Task instructions. This exercise calls for an exact copy of the listing, with no pictures kept.

The records.

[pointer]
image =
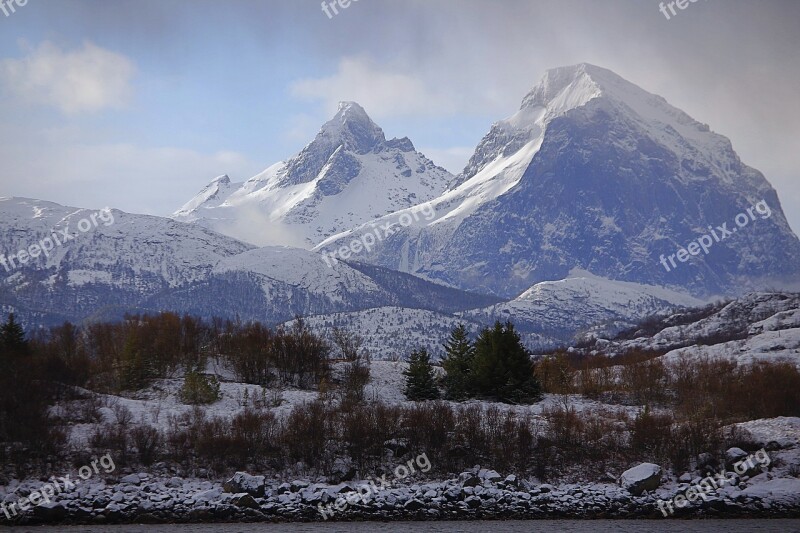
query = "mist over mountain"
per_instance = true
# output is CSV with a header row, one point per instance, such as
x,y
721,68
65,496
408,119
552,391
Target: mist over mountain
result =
x,y
597,174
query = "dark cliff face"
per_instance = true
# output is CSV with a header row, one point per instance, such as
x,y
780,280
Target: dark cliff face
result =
x,y
602,196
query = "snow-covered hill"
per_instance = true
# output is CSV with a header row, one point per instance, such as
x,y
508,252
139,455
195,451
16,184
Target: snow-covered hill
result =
x,y
595,173
350,174
558,309
759,326
127,263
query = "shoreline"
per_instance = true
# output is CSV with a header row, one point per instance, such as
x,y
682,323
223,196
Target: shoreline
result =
x,y
138,499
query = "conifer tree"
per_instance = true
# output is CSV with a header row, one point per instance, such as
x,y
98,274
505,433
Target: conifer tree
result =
x,y
420,380
457,362
502,367
12,337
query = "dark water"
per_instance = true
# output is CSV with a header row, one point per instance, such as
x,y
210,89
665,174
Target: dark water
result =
x,y
546,526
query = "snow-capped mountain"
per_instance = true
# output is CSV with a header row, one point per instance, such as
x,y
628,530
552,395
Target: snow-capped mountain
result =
x,y
126,263
595,173
348,175
755,327
556,310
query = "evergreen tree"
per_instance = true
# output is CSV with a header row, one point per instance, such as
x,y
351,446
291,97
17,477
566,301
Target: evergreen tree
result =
x,y
420,380
502,367
12,337
457,362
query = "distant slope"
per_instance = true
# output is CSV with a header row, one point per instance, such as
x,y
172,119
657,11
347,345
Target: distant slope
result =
x,y
348,175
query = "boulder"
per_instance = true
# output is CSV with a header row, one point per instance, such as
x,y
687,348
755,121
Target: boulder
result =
x,y
645,477
132,479
50,512
242,482
246,501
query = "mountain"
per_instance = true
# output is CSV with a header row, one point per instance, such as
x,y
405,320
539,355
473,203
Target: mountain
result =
x,y
597,174
137,263
755,327
556,310
348,175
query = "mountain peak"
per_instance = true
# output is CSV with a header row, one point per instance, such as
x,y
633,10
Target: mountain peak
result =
x,y
352,128
565,88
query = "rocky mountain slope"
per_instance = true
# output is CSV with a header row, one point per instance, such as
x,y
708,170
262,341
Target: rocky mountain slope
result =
x,y
348,175
595,173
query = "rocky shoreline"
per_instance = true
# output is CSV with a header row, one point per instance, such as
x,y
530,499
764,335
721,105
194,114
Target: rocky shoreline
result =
x,y
474,495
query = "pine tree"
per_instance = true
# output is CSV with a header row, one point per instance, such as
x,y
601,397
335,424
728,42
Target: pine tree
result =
x,y
502,367
12,337
457,362
420,380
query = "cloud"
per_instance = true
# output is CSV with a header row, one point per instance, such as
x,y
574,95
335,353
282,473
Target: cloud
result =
x,y
84,80
134,178
381,92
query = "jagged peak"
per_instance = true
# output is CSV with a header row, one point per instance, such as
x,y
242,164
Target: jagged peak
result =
x,y
565,88
352,128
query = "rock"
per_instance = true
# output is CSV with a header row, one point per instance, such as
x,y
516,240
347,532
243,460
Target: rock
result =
x,y
645,477
734,455
489,475
399,447
246,501
473,502
132,479
243,482
50,512
414,505
471,481
174,483
297,486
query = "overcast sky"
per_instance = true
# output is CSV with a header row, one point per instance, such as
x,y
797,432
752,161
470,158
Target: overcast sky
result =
x,y
138,104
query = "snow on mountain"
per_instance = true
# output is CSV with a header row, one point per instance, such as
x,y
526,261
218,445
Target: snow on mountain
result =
x,y
349,175
128,263
595,173
558,309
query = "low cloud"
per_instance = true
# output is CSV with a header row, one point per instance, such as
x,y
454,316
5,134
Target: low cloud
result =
x,y
87,79
381,92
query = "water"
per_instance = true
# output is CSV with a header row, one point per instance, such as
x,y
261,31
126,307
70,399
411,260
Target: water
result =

Result of this task.
[pointer]
image =
query = "mist over mountain"
per_instance = true
# output is CSV with a header row, one point per instance, such as
x,y
721,68
65,496
408,119
552,391
Target: mist over mountain
result =
x,y
597,174
query = "dark cliff face"
per_instance = true
# output is CSV with a header row, one point per instance, such as
x,y
780,280
Target: dark cliff face
result =
x,y
602,196
query = "snow-covered hill"
per_instance = true
# output is CSV with a header row, one point per instance, such as
x,y
508,252
139,455
195,451
16,184
Target: snow-covered hill
result =
x,y
595,173
350,174
558,309
759,326
127,263
query = "shoreline"
per_instance = true
# output is CSV with a header row, one point per instance, such as
x,y
682,323
223,196
Target: shoreline
result =
x,y
138,499
query = "conifer tree"
per_instance = true
# output is CSV with a header row, one point per instance, such as
x,y
98,274
505,433
Target: conifer tree
result =
x,y
420,380
457,362
502,367
12,337
query = "dark water"
per_instance = true
# output is CSV with a header row, one point per instance, such as
x,y
210,89
665,174
Target: dark water
result =
x,y
546,526
query = "snow-capped mountain"
per_instance = true
# output is CSV with a header row, one point per instance, such as
x,y
628,530
552,395
Target: snow-capped mountain
result =
x,y
126,263
595,173
348,175
755,327
556,310
query = "evergreen tree"
per_instance = true
# output is CSV with a header row, one point per instance, such as
x,y
351,446
291,97
17,477
566,301
Target: evergreen tree
result =
x,y
420,380
502,367
12,337
457,362
query = "distant slope"
per_instance = true
# output is CSV with a header row, one point per instance, such as
x,y
172,119
657,11
347,345
Target: distant slope
result =
x,y
348,175
query = "boulder"
per_instance = true
# output is CSV with a header row, one point per instance, such as
x,y
687,348
755,121
Target: boulder
result =
x,y
645,477
132,479
50,512
242,482
246,501
query = "mountain"
per_instance = true
# output is CSV with a header row, one point per instance, such as
x,y
405,320
539,355
473,203
Target: mountain
result =
x,y
597,174
137,263
755,327
556,310
348,175
query = "mountain peak"
per_instance = true
# output is CSV with a header row, one point per instance, such as
x,y
633,10
Target: mountain peak
result =
x,y
352,128
565,88
query = "rocky mountain slope"
per_instance = true
# output is CSV with a header row, one point per instance, such as
x,y
708,170
262,341
Target: rocky mountain slope
result =
x,y
348,175
595,173
query = "rocky shoreline"
per_instance = true
# output is CSV with a header row, one point per instance, such as
x,y
530,499
764,335
721,105
194,114
Target: rocky shoreline
result =
x,y
474,495
query = "pine tree"
per_instance = true
# output is CSV with a header row, one point per instance, such as
x,y
601,397
335,424
728,42
Target: pine tree
result =
x,y
502,367
12,337
457,362
420,380
query = "cloud"
per_instance = true
# output is CSV with a header row, one point per instance, such as
x,y
574,95
335,353
282,473
Target: cloud
result =
x,y
84,80
134,178
381,92
query = "jagged peak"
per_instance = true
# output is CSV with a header row, one point per instance, such as
x,y
242,164
Target: jagged peak
result =
x,y
565,88
352,128
query = "rock"
per_instance = true
# output is CSV with a header row, one point per instance, such as
x,y
516,240
347,532
243,460
Target: rock
result =
x,y
645,477
734,455
489,475
399,447
246,501
473,502
132,479
243,482
50,512
414,505
471,481
174,483
297,486
query = "overcast sky"
per_instance = true
# output is CSV with a header row, one point per instance, such as
x,y
797,432
752,161
470,158
Target: overcast sky
result =
x,y
138,104
query = "snow on mountain"
per_instance = true
# output is CSV with a header row, one point per instance, such as
x,y
526,261
218,445
Target: snow on mountain
result =
x,y
349,175
128,263
595,173
558,309
query = "low cloud"
per_instance = true
# output is CSV with a header row, one point per instance, such as
x,y
454,316
5,134
Target: low cloud
result =
x,y
87,79
381,92
query = "water"
per_instance = true
# output is CSV with a header row, one point per instance, such as
x,y
261,31
126,307
70,399
411,260
Target: water
result =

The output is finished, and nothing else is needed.